What the task requires →
Write out the records again, switching every instance of "pointer" to "marker" and leaving everything else unchanged.

[Point annotation dataset records]
<<<<

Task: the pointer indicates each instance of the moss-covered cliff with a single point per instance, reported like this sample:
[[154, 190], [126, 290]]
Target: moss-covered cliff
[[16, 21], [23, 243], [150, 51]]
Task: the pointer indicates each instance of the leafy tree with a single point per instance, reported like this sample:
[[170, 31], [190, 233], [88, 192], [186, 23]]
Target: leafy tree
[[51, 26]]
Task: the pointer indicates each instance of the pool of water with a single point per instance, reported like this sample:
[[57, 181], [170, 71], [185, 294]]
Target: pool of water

>>>>

Finished task →
Task: the marker indicates each instance of the moss-covered cliff with a single point per instance, reported like this sample:
[[154, 190], [126, 290]]
Target: moss-covered cliff
[[16, 21], [23, 243], [150, 51]]
Task: the marker indicates each instance of the leafy tree with a single point per instance, reported like this sample:
[[170, 31], [190, 233], [88, 192], [186, 23]]
Target: leafy tree
[[51, 26]]
Task: the marker indicates each instance of the pool of water with a single point per instance, reported like this sample:
[[57, 181], [170, 71], [185, 294]]
Target: pool of water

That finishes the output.